Exercise prompt:
Rewrite everything from the line containing "Have a look — do you notice any striped" down to the line containing "[0,169,351,202]" in the entries below as a numbered list, with both of those lines included and blank lines left out. Give only those lines.

·····

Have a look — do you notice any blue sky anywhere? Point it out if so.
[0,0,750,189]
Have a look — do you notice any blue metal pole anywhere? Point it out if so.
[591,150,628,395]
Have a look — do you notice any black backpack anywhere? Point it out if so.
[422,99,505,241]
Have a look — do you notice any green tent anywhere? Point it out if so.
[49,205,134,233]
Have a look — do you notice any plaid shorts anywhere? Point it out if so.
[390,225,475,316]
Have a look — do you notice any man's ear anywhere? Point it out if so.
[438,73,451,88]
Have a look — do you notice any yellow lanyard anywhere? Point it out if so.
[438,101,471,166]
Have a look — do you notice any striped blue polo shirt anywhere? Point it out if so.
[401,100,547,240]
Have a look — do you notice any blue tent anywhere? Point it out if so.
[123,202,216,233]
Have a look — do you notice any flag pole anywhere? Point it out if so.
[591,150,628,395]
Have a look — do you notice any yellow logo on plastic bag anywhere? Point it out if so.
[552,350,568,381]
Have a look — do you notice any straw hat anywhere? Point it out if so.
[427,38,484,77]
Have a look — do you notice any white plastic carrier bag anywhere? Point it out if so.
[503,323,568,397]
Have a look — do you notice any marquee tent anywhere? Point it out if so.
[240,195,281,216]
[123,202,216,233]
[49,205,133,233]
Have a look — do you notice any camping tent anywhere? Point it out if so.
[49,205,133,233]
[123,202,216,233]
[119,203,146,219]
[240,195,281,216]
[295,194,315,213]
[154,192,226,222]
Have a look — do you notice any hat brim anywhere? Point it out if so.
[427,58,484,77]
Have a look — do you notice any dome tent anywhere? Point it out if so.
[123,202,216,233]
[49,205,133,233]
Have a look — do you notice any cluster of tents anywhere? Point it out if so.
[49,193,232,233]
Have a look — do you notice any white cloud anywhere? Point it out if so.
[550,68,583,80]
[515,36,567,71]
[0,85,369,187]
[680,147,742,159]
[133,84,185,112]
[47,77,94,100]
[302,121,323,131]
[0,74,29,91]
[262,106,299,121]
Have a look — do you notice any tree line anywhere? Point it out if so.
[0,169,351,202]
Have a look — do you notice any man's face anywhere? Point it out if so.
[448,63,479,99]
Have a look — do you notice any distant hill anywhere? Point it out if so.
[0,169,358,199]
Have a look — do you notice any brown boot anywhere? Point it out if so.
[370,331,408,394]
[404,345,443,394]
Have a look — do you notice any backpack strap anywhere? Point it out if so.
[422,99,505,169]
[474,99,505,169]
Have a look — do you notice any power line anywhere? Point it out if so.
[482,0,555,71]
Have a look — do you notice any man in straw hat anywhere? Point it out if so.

·····

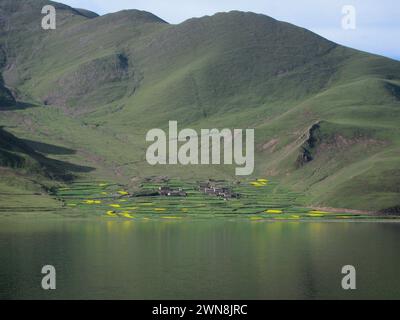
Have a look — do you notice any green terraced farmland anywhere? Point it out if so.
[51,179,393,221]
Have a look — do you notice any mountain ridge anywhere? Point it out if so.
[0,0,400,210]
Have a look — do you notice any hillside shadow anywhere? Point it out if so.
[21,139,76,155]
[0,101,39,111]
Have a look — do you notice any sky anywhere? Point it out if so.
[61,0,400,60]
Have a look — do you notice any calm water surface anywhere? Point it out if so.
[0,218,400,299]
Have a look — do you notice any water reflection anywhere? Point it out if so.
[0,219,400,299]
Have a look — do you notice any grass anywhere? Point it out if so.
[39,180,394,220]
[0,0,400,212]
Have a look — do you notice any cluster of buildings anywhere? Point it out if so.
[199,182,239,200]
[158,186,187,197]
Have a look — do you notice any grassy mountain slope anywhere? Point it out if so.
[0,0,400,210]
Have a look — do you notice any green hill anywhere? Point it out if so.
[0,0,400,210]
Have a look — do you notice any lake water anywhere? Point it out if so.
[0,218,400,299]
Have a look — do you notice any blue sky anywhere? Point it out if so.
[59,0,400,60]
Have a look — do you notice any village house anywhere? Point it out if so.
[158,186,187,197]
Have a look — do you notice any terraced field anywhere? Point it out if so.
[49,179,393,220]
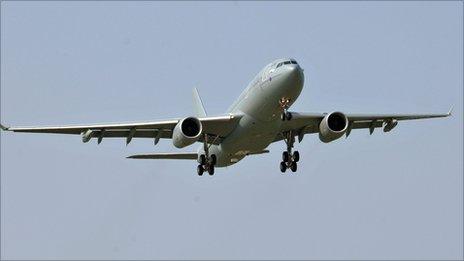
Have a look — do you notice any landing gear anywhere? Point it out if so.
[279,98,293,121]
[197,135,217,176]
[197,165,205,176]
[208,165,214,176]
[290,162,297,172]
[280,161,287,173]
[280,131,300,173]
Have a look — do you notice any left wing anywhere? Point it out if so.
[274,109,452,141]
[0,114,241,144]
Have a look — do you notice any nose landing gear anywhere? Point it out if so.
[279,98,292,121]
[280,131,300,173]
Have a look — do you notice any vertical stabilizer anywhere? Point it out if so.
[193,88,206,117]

·····

Answer to the task:
1. Have a look — do you notice any striped blue polo shirt anywhere? Point it out if so.
2. [401,100,547,240]
3. Have a look — do you notice any blue tent anywhere? Point it out if so.
4. [123,202,216,233]
5. Have a look — do you notice any flag pole anywhere? Point it out if so.
6. [591,150,628,395]
7. Have a look — do you notice any yellow logo on plastic bag anywhere? Point it out if so.
8. [552,350,568,381]
9. Have a look — do you notice any straw hat anywhere? Point it out if so.
10. [427,38,484,77]
11. Have a look — do you notice any white plastic carrier bag anywhere? Point it out if so.
12. [503,323,568,397]
13. Have a look — do you notice any marquee tent anywhere? Point it out if so.
14. [240,195,281,216]
15. [123,202,216,233]
16. [49,205,133,233]
17. Have a look — do you notice any camping tent anywhere? Point it out if so.
18. [49,205,133,233]
19. [123,202,216,233]
20. [119,203,146,219]
21. [240,195,281,216]
22. [295,194,315,213]
23. [154,192,226,222]
24. Have a look — do you notice any hat brim anywhere? Point it out if so.
25. [427,58,484,77]
26. Have a look — do you notice any dome tent anywhere? Point it out if so.
27. [123,202,216,233]
28. [49,205,133,233]
29. Have a look — do you notice any cluster of tents anywhere? Point it out if so.
30. [49,193,232,233]
31. Have a look — do you notice any white cloud anywhere? Point it out if so.
32. [550,68,583,80]
33. [515,36,567,71]
34. [0,85,369,187]
35. [680,147,742,159]
36. [133,84,185,112]
37. [47,77,94,100]
38. [302,121,323,131]
39. [0,74,29,91]
40. [262,106,299,121]
41. Have a look — do you notice any tree line anywhere? Point it out if so.
42. [0,169,351,202]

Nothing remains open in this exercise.